* _What the task asks_:
Using the listing below, set down exactly the lines starting at the line that contains "positive clicks: (194, 220)" and ending at the line that contains "189L7 217L5 289L373", both included, and no others.
____ Data to use
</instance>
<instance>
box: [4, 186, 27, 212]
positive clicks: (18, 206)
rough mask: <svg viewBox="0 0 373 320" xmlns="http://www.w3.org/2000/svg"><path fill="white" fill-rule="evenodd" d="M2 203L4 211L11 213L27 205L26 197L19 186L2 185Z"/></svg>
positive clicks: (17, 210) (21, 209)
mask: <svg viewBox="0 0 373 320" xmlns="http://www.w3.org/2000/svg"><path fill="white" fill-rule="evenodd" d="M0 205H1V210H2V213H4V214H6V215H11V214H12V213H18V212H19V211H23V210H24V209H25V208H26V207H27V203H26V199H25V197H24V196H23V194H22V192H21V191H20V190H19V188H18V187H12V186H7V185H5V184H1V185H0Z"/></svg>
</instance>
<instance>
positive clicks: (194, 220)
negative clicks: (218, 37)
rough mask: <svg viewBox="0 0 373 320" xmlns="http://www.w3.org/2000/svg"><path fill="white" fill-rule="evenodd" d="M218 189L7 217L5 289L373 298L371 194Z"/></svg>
________
____ Data to use
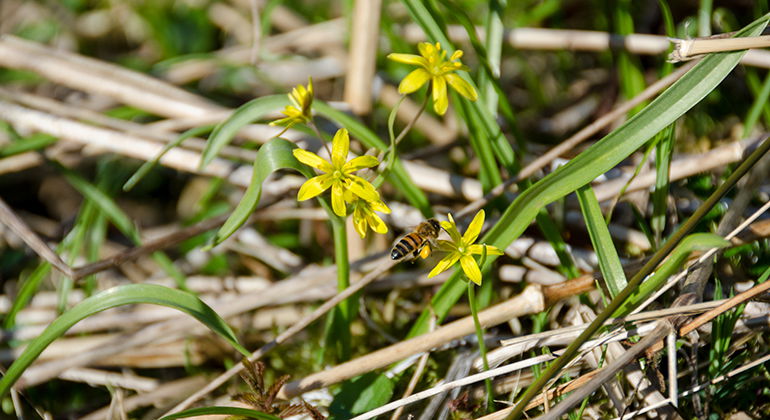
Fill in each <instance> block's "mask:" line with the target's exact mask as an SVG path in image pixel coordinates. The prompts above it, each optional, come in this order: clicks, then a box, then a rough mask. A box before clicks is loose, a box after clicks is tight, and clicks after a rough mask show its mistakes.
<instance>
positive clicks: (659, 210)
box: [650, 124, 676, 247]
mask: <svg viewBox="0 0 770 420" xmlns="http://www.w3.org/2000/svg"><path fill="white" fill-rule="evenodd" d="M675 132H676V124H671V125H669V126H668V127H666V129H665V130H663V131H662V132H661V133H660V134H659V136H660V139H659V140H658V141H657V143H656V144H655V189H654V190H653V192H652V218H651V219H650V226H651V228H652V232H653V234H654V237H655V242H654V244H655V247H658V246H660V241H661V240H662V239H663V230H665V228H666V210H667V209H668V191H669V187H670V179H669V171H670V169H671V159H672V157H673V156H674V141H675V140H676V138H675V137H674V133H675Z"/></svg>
________
____ Data to use
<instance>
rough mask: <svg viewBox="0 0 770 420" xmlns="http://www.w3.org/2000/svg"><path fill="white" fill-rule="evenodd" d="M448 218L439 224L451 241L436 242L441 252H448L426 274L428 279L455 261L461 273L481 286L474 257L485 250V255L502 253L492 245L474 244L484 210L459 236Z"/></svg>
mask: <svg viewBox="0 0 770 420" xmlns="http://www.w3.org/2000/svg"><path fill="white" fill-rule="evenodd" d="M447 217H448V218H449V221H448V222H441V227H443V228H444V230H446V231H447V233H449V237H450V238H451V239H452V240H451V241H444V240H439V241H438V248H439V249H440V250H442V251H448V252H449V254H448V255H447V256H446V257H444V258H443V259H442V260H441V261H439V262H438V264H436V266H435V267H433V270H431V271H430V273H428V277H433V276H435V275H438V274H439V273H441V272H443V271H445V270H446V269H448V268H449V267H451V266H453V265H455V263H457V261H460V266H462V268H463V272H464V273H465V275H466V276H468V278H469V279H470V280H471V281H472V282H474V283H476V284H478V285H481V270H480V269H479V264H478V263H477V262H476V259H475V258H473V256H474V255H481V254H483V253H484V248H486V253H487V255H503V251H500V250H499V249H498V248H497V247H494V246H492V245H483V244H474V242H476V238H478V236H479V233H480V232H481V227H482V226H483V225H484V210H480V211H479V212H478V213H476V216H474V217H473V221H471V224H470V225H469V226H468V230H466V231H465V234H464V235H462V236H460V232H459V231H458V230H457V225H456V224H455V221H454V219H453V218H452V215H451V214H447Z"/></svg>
________
* _Problem solution_:
positive clicks: (194, 220)
negative clicks: (218, 37)
rough mask: <svg viewBox="0 0 373 320" xmlns="http://www.w3.org/2000/svg"><path fill="white" fill-rule="evenodd" d="M218 189L7 217L5 289L373 298L371 194Z"/></svg>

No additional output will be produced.